Segment Start: AVAILABLE DATA

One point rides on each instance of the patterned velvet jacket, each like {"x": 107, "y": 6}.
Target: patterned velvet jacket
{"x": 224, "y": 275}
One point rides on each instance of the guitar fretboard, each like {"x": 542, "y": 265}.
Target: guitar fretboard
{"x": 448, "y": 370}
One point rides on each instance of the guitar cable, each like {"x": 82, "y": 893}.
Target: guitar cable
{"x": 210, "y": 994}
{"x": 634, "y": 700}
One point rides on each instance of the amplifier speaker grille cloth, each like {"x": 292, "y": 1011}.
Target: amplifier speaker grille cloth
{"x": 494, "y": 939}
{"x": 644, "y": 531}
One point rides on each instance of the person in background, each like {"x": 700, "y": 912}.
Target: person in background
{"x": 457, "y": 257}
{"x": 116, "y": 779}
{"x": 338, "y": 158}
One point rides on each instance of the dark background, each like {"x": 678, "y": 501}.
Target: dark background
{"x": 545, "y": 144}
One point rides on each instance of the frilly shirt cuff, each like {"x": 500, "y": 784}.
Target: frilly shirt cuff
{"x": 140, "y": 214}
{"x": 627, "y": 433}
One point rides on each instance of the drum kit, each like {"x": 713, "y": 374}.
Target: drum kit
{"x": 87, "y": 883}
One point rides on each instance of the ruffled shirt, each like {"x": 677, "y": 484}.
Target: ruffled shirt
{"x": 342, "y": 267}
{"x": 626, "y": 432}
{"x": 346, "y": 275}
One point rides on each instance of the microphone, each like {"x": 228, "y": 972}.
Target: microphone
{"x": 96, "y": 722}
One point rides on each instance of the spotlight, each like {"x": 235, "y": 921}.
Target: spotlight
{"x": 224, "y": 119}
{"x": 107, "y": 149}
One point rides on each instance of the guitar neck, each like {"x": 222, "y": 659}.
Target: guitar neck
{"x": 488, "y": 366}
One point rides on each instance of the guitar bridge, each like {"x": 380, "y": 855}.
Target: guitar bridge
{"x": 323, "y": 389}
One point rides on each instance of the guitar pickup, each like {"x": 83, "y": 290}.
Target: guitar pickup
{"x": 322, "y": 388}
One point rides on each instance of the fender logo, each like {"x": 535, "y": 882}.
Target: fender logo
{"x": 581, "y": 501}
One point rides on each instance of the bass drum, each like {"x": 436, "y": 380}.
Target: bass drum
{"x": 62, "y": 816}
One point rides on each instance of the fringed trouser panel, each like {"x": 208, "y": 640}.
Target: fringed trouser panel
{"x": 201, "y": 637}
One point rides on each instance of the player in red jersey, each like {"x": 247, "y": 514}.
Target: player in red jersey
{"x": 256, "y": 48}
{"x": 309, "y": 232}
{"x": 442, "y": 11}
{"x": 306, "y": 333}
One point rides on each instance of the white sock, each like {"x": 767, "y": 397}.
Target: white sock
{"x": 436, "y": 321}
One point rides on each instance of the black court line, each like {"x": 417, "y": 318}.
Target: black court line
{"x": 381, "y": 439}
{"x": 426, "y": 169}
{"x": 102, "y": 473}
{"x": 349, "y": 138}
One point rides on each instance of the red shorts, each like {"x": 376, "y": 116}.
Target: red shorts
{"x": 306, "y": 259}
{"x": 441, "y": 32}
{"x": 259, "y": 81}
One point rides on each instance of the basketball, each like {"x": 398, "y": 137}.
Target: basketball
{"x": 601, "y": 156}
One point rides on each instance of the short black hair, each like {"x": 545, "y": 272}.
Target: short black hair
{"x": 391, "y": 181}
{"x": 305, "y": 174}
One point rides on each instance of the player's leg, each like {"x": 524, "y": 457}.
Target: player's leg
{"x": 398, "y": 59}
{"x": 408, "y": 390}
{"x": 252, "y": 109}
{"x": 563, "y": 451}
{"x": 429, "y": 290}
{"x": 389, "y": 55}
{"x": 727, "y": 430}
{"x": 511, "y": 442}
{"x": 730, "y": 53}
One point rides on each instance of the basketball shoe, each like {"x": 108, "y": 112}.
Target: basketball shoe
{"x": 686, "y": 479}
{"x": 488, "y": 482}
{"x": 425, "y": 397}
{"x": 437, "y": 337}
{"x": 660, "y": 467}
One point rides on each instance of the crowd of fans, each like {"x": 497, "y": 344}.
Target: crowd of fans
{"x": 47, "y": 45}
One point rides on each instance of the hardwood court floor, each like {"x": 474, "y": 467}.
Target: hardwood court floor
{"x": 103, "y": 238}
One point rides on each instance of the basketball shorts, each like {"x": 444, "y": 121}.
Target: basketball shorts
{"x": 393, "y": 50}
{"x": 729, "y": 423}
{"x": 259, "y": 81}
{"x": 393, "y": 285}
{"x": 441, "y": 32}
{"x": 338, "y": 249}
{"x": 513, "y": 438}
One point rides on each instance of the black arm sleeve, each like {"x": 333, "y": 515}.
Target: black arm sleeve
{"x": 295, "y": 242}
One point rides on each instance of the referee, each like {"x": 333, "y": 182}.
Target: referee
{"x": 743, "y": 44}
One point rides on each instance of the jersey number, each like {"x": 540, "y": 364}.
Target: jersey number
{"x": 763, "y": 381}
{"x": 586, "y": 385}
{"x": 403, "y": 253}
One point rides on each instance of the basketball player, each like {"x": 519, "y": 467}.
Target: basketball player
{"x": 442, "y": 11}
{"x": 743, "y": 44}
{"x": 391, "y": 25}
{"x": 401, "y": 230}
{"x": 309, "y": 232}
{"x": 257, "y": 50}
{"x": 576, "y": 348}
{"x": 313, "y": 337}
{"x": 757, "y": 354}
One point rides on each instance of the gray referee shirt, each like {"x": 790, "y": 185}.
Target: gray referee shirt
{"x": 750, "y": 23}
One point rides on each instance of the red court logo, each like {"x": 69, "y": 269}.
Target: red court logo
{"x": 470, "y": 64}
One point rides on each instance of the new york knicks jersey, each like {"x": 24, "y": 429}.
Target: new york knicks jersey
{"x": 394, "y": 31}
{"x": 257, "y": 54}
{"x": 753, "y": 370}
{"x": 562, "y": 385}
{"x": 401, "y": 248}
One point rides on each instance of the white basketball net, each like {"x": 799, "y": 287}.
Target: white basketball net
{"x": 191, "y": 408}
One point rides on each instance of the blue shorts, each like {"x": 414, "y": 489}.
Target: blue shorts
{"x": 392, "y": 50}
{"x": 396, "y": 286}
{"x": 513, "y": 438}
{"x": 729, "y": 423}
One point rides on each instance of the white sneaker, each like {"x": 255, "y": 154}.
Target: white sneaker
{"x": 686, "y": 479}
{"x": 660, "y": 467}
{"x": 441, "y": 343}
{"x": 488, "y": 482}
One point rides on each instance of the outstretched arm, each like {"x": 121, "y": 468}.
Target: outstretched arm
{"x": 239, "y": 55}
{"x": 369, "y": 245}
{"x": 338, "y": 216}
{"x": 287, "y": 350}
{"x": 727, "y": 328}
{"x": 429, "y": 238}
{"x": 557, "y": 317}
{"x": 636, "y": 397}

Segment End: AVAILABLE DATA

Extract each record, keeping it identical to the original.

- FINAL ANSWER
One point rides on each instance of the patterned velvet jacket, each like {"x": 107, "y": 6}.
Target: patterned velvet jacket
{"x": 224, "y": 275}
One point rides on each instance of the guitar fretboard, each like {"x": 542, "y": 265}.
Target: guitar fretboard
{"x": 448, "y": 370}
One point rides on each instance of the guitar cable, each like {"x": 82, "y": 893}.
Target: guitar cable
{"x": 210, "y": 994}
{"x": 634, "y": 700}
One point rides on each instance of the amplifier speaker grille cloth, each like {"x": 292, "y": 1011}.
Target: amplifier speaker grille cloth
{"x": 494, "y": 939}
{"x": 644, "y": 531}
One point rides on each instance of the person in background, each like {"x": 700, "y": 912}.
Target: person in background
{"x": 457, "y": 257}
{"x": 116, "y": 779}
{"x": 338, "y": 158}
One point rides on each instance of the dark background, each like {"x": 678, "y": 501}.
Target: dark background
{"x": 545, "y": 144}
One point rides on each instance of the frilly shirt cuff, each like {"x": 500, "y": 784}.
Target: frilly shirt cuff
{"x": 140, "y": 214}
{"x": 627, "y": 433}
One point rides on each instance of the drum kit, each like {"x": 713, "y": 374}.
Target: drum kit
{"x": 87, "y": 883}
One point rides on each instance of the ruffled shirt, each like {"x": 677, "y": 484}.
Target: ruffled shirt
{"x": 342, "y": 267}
{"x": 626, "y": 432}
{"x": 346, "y": 275}
One point rides on each instance of the microphone, each like {"x": 228, "y": 972}.
Target: microphone
{"x": 96, "y": 722}
One point rides on each instance of the spotlight, each like {"x": 235, "y": 921}.
Target: spotlight
{"x": 224, "y": 119}
{"x": 107, "y": 149}
One point rides on each instance of the guitar neck, each like {"x": 222, "y": 659}.
Target: guitar neck
{"x": 488, "y": 366}
One point rides on each instance of the guitar bridge, each like {"x": 380, "y": 855}.
Target: guitar bridge
{"x": 323, "y": 389}
One point rides on each instance of the guitar pickup, each like {"x": 83, "y": 290}.
Target: guitar pickup
{"x": 322, "y": 388}
One point rides on each instance of the fender logo, each like {"x": 535, "y": 882}.
Target: fender logo
{"x": 581, "y": 501}
One point rides on each instance of the bass drum, each like {"x": 436, "y": 380}.
Target: bass drum
{"x": 62, "y": 816}
One point rides on each instance of the fringed trouser panel, each like {"x": 208, "y": 640}.
Target: fringed trouser panel
{"x": 201, "y": 637}
One point rides on each instance of the player in red jersey, each like {"x": 247, "y": 514}.
Target: player in red jersey
{"x": 256, "y": 48}
{"x": 309, "y": 232}
{"x": 442, "y": 11}
{"x": 306, "y": 333}
One point rides on each instance of the white sock, each like {"x": 767, "y": 397}.
Target: white sock
{"x": 436, "y": 321}
One point rides on each instance of the black court line, each like {"x": 417, "y": 318}.
Target: black court line
{"x": 381, "y": 439}
{"x": 426, "y": 169}
{"x": 102, "y": 473}
{"x": 349, "y": 138}
One point rides on each instance of the red shorts, each like {"x": 376, "y": 116}.
Target: red shorts
{"x": 306, "y": 259}
{"x": 441, "y": 32}
{"x": 259, "y": 81}
One point rides on each instance of the basketball, each like {"x": 398, "y": 137}.
Target: basketball
{"x": 601, "y": 156}
One point rides on each instance of the short black hair, each like {"x": 545, "y": 272}.
Target: short black hair
{"x": 391, "y": 181}
{"x": 305, "y": 174}
One point rides on each instance of the player's leg, each like {"x": 524, "y": 457}.
Target: player's leg
{"x": 398, "y": 59}
{"x": 408, "y": 390}
{"x": 252, "y": 109}
{"x": 563, "y": 451}
{"x": 429, "y": 290}
{"x": 389, "y": 55}
{"x": 727, "y": 430}
{"x": 511, "y": 442}
{"x": 730, "y": 53}
One point rides on each instance of the basketball shoe, each like {"x": 108, "y": 112}.
Target: basketball shoe
{"x": 686, "y": 479}
{"x": 488, "y": 482}
{"x": 425, "y": 397}
{"x": 437, "y": 337}
{"x": 660, "y": 467}
One point rides on each instance of the crowd of fans, each like {"x": 497, "y": 344}.
Target: crowd of fans
{"x": 47, "y": 45}
One point rides on each instance of the hardwood court floor, each like {"x": 474, "y": 467}.
Target: hardwood court floor
{"x": 103, "y": 238}
One point rides on each instance of the basketball shorts, each like {"x": 444, "y": 121}.
Target: basketball shorts
{"x": 393, "y": 50}
{"x": 729, "y": 423}
{"x": 259, "y": 81}
{"x": 393, "y": 285}
{"x": 441, "y": 32}
{"x": 338, "y": 249}
{"x": 513, "y": 438}
One point rides on each instance of the black arm sleeve, each like {"x": 333, "y": 515}.
Target: black arm sleeve
{"x": 295, "y": 242}
One point rides on each instance of the referee, each like {"x": 333, "y": 182}.
Target: referee
{"x": 743, "y": 44}
One point rides on each instance of the jersey number, each like {"x": 540, "y": 364}.
Target: jersey number
{"x": 763, "y": 381}
{"x": 586, "y": 385}
{"x": 403, "y": 253}
One point rides on each instance of the basketball player, each like {"x": 519, "y": 467}.
Target: basketball player
{"x": 442, "y": 11}
{"x": 743, "y": 44}
{"x": 391, "y": 25}
{"x": 401, "y": 230}
{"x": 309, "y": 232}
{"x": 257, "y": 50}
{"x": 576, "y": 348}
{"x": 313, "y": 337}
{"x": 757, "y": 354}
One point rides on each instance of the gray referee shirt, each like {"x": 790, "y": 185}.
Target: gray referee shirt
{"x": 750, "y": 23}
One point rides on each instance of the red court logo, each like {"x": 69, "y": 269}.
Target: red court logo
{"x": 470, "y": 64}
One point rides on each instance of the new york knicks jersey, each like {"x": 24, "y": 429}.
Target: new york knicks jersey
{"x": 394, "y": 31}
{"x": 257, "y": 54}
{"x": 753, "y": 370}
{"x": 562, "y": 385}
{"x": 401, "y": 248}
One point rides on each instance of the white basketball net, each like {"x": 799, "y": 287}.
Target: white basketball net
{"x": 191, "y": 408}
One point rides on each instance of the blue shorts, each like {"x": 414, "y": 489}.
Target: blue shorts
{"x": 392, "y": 50}
{"x": 396, "y": 286}
{"x": 513, "y": 438}
{"x": 729, "y": 423}
One point rides on each instance of the white sneaker, each like {"x": 255, "y": 154}.
Target: white sneaker
{"x": 686, "y": 479}
{"x": 660, "y": 467}
{"x": 441, "y": 343}
{"x": 488, "y": 482}
One point rides on each instance of the outstretched arm, each like {"x": 121, "y": 468}.
Target: outstretched arm
{"x": 239, "y": 55}
{"x": 369, "y": 245}
{"x": 338, "y": 216}
{"x": 287, "y": 350}
{"x": 727, "y": 328}
{"x": 429, "y": 238}
{"x": 557, "y": 317}
{"x": 636, "y": 397}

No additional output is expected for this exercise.